* start Record excerpts *

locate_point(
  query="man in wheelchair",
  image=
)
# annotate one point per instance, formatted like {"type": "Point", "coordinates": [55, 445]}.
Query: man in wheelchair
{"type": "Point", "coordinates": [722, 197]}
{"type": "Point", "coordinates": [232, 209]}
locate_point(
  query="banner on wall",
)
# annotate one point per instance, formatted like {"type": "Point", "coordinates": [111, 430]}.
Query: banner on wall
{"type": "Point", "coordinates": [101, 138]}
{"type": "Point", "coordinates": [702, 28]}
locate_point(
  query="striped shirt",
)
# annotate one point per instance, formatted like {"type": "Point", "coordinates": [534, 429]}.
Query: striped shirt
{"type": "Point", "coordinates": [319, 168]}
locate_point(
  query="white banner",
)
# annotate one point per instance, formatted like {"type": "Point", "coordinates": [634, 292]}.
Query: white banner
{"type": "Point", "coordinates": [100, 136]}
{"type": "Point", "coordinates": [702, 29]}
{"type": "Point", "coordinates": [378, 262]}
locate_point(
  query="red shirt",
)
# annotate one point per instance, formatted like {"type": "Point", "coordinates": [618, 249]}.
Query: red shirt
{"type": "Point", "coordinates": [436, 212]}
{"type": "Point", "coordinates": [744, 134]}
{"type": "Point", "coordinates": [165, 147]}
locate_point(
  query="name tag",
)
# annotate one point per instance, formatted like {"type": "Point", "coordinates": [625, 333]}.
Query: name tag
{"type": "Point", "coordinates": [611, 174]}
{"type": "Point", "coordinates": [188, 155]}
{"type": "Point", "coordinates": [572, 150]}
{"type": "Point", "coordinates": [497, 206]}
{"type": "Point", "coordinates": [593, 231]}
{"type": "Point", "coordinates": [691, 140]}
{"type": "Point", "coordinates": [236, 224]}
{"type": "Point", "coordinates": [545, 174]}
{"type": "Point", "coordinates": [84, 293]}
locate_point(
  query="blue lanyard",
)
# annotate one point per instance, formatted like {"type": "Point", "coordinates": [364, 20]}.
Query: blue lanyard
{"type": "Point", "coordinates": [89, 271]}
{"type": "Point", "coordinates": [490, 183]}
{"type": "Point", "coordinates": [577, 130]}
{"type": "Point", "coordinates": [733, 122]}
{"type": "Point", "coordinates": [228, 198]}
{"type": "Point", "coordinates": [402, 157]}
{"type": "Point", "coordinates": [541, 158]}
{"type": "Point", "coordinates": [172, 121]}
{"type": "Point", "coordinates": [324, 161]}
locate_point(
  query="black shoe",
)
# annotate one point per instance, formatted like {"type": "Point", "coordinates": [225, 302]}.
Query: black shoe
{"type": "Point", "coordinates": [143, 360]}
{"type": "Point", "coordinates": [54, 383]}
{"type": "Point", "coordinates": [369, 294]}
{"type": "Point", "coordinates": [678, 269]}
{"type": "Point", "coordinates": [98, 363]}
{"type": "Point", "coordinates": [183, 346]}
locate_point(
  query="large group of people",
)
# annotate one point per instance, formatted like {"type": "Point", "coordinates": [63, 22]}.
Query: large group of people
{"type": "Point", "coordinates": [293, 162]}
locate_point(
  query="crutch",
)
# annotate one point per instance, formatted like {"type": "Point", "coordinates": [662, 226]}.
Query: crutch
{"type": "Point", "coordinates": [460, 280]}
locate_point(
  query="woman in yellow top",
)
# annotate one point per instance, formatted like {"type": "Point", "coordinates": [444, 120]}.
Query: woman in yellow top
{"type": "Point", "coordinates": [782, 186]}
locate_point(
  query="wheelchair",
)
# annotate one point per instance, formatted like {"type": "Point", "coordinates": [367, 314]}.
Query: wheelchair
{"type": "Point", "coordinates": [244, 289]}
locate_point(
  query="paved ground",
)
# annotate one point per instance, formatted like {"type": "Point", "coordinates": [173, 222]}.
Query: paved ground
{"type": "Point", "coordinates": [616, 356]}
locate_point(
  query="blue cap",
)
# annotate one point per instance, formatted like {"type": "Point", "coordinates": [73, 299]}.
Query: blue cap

* end Record excerpts *

Objective: Restate the records, all of them, precisely as written.

Complete response:
locate_point(
  query="man in wheelchair",
  image=
)
# annotate one point per instance, formatted like {"type": "Point", "coordinates": [55, 445]}.
Query: man in wheelchair
{"type": "Point", "coordinates": [722, 197]}
{"type": "Point", "coordinates": [232, 209]}
locate_point(
  query="banner on wall",
)
# annotate one point per instance, formatted like {"type": "Point", "coordinates": [111, 430]}.
Query: banner on wall
{"type": "Point", "coordinates": [101, 138]}
{"type": "Point", "coordinates": [702, 28]}
locate_point(
  query="striped shirt",
)
# annotate one point per instance, formatted like {"type": "Point", "coordinates": [534, 429]}.
Query: striped shirt
{"type": "Point", "coordinates": [319, 168]}
locate_point(
  query="white banner",
)
# annotate one point per instance, formatted like {"type": "Point", "coordinates": [634, 292]}.
Query: white banner
{"type": "Point", "coordinates": [100, 136]}
{"type": "Point", "coordinates": [702, 29]}
{"type": "Point", "coordinates": [378, 262]}
locate_point(
  query="red shirt",
)
# annotate one point per instance, formatted like {"type": "Point", "coordinates": [618, 249]}.
Query: red shirt
{"type": "Point", "coordinates": [436, 212]}
{"type": "Point", "coordinates": [744, 134]}
{"type": "Point", "coordinates": [165, 147]}
locate_point(
  query="name tag",
)
# annotate one point per instance, formatted like {"type": "Point", "coordinates": [625, 333]}.
Query: name tag
{"type": "Point", "coordinates": [611, 174]}
{"type": "Point", "coordinates": [188, 155]}
{"type": "Point", "coordinates": [572, 150]}
{"type": "Point", "coordinates": [497, 206]}
{"type": "Point", "coordinates": [593, 231]}
{"type": "Point", "coordinates": [691, 140]}
{"type": "Point", "coordinates": [236, 224]}
{"type": "Point", "coordinates": [545, 174]}
{"type": "Point", "coordinates": [84, 293]}
locate_point(
  query="blue lanyard",
)
# annotate one point per instance, formatted like {"type": "Point", "coordinates": [364, 20]}.
Query: blue lanyard
{"type": "Point", "coordinates": [89, 271]}
{"type": "Point", "coordinates": [490, 183]}
{"type": "Point", "coordinates": [577, 130]}
{"type": "Point", "coordinates": [733, 122]}
{"type": "Point", "coordinates": [228, 198]}
{"type": "Point", "coordinates": [402, 157]}
{"type": "Point", "coordinates": [541, 158]}
{"type": "Point", "coordinates": [172, 121]}
{"type": "Point", "coordinates": [324, 161]}
locate_point(
  query="black shoe",
)
# annotate one point per instance, formatted like {"type": "Point", "coordinates": [225, 302]}.
Query: black shoe
{"type": "Point", "coordinates": [143, 360]}
{"type": "Point", "coordinates": [54, 383]}
{"type": "Point", "coordinates": [369, 294]}
{"type": "Point", "coordinates": [678, 269]}
{"type": "Point", "coordinates": [98, 363]}
{"type": "Point", "coordinates": [183, 346]}
locate_point(
  query="large group of people",
)
# annotate one point per instance, formatted like {"type": "Point", "coordinates": [63, 22]}.
Query: large group of people
{"type": "Point", "coordinates": [293, 162]}
locate_point(
  query="crutch",
)
# annotate one point per instance, formatted like {"type": "Point", "coordinates": [662, 226]}.
Query: crutch
{"type": "Point", "coordinates": [460, 280]}
locate_point(
  query="woman in yellow top",
)
# annotate one point per instance, formatted like {"type": "Point", "coordinates": [444, 120]}.
Query: woman in yellow top
{"type": "Point", "coordinates": [782, 186]}
locate_point(
  query="wheelchair",
)
# annotate one point per instance, formatted like {"type": "Point", "coordinates": [367, 314]}.
Query: wheelchair
{"type": "Point", "coordinates": [244, 289]}
locate_point(
  query="paved ground",
)
# annotate one point per instance, formatted like {"type": "Point", "coordinates": [173, 222]}.
Query: paved ground
{"type": "Point", "coordinates": [616, 356]}
locate_point(
  query="blue cap",
)
# annotate one point per instance, formatted like {"type": "Point", "coordinates": [73, 299]}.
Query: blue cap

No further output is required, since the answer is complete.